» **Task**
Put the lines of the listing below, from the line containing "Is there any exposed" through the line containing "0 273 800 352", inclusive, into a JSON list of strings with one string per line. Leave out any blank lines.
··· Data to use
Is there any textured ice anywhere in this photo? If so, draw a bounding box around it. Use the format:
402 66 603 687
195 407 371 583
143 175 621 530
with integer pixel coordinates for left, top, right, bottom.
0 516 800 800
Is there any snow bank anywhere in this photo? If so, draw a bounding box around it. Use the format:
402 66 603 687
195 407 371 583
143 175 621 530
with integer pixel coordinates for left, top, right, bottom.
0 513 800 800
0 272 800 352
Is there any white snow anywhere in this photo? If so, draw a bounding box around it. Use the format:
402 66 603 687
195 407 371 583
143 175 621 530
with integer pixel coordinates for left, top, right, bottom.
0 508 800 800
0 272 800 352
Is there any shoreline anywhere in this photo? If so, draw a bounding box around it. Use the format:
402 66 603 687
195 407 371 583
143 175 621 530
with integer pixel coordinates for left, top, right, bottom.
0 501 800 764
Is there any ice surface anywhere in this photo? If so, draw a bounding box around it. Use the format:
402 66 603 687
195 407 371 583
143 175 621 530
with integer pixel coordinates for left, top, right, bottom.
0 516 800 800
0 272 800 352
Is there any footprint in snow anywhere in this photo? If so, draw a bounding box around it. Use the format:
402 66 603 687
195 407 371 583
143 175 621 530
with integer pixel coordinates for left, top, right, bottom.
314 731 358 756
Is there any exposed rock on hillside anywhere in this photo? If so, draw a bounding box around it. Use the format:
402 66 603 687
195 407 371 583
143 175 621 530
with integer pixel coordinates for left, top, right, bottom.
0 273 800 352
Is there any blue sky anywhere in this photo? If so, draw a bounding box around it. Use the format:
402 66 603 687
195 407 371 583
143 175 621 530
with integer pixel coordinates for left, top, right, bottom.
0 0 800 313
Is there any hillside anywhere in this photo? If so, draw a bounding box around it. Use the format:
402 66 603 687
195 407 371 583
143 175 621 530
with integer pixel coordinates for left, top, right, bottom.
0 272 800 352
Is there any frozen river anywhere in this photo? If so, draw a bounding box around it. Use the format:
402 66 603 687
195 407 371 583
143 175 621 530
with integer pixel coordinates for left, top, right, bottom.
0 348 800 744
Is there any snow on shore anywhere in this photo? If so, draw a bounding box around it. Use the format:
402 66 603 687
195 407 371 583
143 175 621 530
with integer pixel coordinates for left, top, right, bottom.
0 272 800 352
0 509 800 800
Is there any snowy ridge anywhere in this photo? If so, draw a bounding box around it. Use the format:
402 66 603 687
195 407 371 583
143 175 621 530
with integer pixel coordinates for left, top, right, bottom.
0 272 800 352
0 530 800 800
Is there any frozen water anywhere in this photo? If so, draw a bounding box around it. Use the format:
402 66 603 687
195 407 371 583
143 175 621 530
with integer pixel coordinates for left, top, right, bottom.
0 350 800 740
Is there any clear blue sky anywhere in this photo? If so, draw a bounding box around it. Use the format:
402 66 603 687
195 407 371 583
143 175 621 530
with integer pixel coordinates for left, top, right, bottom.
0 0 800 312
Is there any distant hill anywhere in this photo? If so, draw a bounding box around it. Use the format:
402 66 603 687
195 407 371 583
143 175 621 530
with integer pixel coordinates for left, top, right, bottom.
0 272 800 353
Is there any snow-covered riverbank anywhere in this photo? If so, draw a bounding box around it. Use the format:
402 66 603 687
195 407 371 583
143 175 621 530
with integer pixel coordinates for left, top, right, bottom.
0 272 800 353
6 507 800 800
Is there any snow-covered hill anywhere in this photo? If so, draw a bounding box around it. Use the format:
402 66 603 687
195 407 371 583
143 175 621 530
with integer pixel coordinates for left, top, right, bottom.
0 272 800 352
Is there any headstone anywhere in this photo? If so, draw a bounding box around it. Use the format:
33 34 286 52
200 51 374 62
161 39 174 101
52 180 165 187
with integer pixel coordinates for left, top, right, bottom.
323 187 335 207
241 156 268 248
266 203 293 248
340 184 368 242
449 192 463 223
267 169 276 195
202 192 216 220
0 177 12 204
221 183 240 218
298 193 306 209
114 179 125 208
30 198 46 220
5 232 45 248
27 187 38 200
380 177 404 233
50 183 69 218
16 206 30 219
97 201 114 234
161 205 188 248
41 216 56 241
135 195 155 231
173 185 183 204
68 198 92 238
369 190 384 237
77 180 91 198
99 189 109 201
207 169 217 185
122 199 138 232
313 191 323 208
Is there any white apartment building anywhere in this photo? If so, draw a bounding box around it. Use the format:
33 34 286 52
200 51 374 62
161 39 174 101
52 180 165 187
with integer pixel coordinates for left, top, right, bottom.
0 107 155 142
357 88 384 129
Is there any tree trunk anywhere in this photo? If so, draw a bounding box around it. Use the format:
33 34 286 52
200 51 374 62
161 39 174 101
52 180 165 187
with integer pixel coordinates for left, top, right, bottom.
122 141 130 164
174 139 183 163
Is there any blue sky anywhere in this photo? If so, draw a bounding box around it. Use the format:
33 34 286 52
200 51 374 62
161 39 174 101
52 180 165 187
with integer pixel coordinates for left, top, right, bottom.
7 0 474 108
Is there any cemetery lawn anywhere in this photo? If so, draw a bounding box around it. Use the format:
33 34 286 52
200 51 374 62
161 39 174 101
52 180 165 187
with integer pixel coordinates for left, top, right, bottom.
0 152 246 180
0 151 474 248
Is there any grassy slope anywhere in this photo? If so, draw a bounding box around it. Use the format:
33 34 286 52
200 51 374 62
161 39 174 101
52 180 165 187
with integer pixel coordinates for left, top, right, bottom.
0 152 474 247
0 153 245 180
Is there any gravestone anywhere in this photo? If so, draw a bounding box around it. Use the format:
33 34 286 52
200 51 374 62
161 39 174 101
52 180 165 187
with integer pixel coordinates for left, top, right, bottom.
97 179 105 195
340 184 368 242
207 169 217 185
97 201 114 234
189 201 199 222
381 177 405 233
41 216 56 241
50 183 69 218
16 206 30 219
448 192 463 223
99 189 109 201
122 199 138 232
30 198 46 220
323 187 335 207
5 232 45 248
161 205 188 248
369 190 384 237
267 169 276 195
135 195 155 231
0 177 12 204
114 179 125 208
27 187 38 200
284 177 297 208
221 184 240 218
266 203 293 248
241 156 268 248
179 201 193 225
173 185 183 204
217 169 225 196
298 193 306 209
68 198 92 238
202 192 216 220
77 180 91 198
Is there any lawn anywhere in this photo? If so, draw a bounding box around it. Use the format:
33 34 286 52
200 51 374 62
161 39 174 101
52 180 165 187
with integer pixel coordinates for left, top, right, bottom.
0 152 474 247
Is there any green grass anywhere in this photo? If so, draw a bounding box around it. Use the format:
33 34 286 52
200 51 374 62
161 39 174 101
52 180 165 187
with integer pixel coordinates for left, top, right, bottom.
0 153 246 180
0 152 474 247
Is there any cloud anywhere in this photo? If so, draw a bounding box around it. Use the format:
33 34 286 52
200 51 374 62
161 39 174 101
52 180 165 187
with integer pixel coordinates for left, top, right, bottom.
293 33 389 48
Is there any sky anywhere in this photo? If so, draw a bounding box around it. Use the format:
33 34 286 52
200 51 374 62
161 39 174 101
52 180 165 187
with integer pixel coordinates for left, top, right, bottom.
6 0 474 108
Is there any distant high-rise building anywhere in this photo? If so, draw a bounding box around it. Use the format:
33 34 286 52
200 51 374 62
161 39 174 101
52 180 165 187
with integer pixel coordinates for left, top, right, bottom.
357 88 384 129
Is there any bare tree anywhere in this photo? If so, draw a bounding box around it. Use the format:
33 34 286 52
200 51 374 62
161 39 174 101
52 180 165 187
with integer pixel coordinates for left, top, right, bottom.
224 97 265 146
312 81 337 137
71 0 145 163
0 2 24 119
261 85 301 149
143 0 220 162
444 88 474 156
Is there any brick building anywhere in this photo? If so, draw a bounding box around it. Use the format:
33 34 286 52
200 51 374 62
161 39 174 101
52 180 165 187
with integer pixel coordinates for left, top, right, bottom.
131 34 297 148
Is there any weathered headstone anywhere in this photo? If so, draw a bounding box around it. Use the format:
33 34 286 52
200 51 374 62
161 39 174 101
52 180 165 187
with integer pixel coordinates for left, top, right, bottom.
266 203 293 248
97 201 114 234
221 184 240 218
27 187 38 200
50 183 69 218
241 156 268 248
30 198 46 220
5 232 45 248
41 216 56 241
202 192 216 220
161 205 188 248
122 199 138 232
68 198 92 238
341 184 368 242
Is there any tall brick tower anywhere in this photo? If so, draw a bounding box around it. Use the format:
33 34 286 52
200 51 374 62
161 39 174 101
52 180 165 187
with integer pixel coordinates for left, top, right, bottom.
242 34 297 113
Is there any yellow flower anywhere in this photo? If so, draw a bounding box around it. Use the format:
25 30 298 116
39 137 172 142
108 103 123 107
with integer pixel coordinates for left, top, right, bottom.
······
» **Completed exercise**
[
  "Is there any exposed rock on hillside anywhere in this photo? If so, draw a bounding box around it. Use the format:",
  "402 66 603 687",
  "195 407 371 583",
  "143 175 621 530",
  "with integer pixel coordinates for left, top, right, bottom.",
  "0 273 800 352"
]